* Given request 1 *
Find each line in the listing below that contains the word "water", and copy those lines.

* Source extract *
START

The call stack of the first method looks like this:
ZoneDateTime::forComponents()
-> TimeZone::getOffsetDateTime(LocalDateTime&)
-> ExtendeZoneProcessor::findByLocalDateTime(LocalDateTime&)
-> TransitionStorage::findTransitionForDateTime(LocalDateTime&)
The call stack of the second method looks like this:
ZoneDateTime::forEpochSeconds(acetime_t)
-> TimeZone::getOffsetDateTime(acetime_t)
-> ExtendedZoneProcessor::findByEpochSeconds(acetime_t)
-> TransitionStorage::findTransitionForSeconds(acetime_t)
Both the findTransitionForDateTime()
and findTransitionForSeconds()
methods
search the list of Transitions of the specified TimeZone for a matching
Transition. Most Date-Time libraries precalculate these Transitions for all
Zones, for a certain range of years. Precalculation is definitely faster, and
easier because the logic for calculating the Transition objects resides in only
a single place.
The precalculation of Transition objects for all zones and years consumes too
much memory on an embedded microcontrollers. To save memory, the
ExtendedZoneProcessor
class in the AceTime library calculates the Transition
objects lazily, for only a single zone and for a single year (technically, for a
14-month interval covering the 12 months of the specified year) when the
initForEpochSeconds(acetime_t)

END

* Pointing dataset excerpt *
START

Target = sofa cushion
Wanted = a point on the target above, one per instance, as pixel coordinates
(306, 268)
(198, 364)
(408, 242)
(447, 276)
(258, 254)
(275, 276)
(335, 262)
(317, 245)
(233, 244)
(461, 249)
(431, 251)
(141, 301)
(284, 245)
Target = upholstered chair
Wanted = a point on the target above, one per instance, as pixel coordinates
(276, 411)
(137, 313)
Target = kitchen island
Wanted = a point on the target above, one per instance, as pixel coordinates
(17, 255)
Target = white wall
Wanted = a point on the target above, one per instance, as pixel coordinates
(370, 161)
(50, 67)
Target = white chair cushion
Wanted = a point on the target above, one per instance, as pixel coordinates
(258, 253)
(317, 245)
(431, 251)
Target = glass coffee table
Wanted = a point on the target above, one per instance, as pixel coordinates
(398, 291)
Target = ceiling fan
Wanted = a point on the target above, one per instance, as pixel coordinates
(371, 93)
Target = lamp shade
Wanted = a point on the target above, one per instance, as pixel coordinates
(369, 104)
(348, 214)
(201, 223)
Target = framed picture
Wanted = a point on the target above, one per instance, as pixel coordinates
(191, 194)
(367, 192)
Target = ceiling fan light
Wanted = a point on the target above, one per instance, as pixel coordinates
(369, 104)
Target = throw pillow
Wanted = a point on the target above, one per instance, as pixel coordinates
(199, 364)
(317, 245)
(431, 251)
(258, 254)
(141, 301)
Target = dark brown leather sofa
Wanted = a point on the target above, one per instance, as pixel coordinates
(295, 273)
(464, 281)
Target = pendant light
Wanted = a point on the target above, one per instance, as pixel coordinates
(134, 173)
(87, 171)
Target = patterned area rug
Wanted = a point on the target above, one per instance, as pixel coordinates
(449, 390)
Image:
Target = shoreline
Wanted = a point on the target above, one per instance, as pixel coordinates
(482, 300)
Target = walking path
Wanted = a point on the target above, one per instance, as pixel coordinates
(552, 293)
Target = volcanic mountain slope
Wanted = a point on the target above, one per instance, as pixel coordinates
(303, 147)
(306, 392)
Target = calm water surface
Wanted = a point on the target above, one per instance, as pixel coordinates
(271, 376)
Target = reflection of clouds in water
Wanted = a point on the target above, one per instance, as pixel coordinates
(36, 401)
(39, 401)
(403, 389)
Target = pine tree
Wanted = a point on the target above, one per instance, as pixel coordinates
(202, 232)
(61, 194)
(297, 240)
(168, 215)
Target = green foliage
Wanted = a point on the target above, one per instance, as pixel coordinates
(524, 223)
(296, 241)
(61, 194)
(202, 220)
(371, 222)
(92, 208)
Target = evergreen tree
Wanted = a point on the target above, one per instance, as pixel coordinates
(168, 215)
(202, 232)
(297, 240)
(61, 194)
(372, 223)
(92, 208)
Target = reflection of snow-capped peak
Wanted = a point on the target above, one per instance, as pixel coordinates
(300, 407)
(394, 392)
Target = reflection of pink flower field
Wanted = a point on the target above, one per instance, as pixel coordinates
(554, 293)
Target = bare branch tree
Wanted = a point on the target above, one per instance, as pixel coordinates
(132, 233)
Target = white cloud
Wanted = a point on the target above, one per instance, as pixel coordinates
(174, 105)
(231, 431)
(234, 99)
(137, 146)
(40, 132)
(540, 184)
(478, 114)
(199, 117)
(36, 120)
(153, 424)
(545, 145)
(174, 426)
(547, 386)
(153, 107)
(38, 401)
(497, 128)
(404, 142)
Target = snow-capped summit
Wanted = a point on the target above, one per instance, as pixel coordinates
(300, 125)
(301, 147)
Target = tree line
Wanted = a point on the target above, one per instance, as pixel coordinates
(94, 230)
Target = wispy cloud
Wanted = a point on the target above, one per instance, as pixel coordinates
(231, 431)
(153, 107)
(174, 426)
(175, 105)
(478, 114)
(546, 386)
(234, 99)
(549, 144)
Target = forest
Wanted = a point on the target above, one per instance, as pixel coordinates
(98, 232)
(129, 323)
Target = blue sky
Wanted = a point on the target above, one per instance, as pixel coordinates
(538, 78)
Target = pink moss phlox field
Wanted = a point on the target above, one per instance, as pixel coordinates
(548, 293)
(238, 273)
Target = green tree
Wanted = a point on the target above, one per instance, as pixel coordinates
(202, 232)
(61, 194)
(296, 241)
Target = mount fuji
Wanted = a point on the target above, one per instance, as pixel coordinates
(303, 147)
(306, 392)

END

* Given request 2 *
Continue the passage above about how the AceTime library calculates time zone transitions, picking up from its final line.

* Final result 1 *
Target = calm water surface
Target = reflection of clouds in water

* Final result 2 *
or initForYear(int16_t)
method is called. The
list of Transitions for a single year is cached, so that subsequent requests in
the same year avoid the work of recalculating the Transitions.
The calculation of the Transitions for a given zone and year is very complex,
and I find that I can no longer understand my own code after a few months away
of this code base. So here are some notes to help my future-self. The code is in
ExtendedZoneProcessor::initForYear(int16_t)
and is organized into 5 steps as
described below.
The ExtendedZoneProcessor::findMatches()
finds all ZoneEra
objects which
overlap with the 14-month interval from Dec 1 of the prior year until Feb 1 of
the following year. For example, initForYear(2010)
means that the interval is
from 2009-12-01T00:00 until 2011-02-01T00:00.
A 14-month interval is chosen because a local date time of Jan 1 could land in the prior year after the correct UTC offset is calculated, so we need to pick up Transitions in the prior year. Similarly, a local date time of Dec 31 could land in the following year after correcting for UTC offset.
A MatchingEra
is a wrapper around a ZoneEra
, with its startDateTime and
untilDateTime truncated to be within the 14-month interval of interest.
The class creates an array of Transition
objects spanning 14 months that
covers the given year
, from 12/1 of the previous year until 2/1 of the
following year. The extra month at the start and end of the one-year interval is
to account for the fact that a local DateTime of 1/1 for a given year may
actually occur in the previous year after shifting to UTC time. But the amount
of shift is not known until we calculate the Transitions. By starting the
interval of interest at 12/1, we make sure that correct Transition is determined
for 12/31 if needed. Similarly, a local DateTime of 12/31 may actually occur on
1/1 of the following year, so we extend our time interval of interest to 2/1 of
the following year.
Here is an example of a Zone where for the given year y
, there are 3 matching
ZoneEras: E1, E2, E3.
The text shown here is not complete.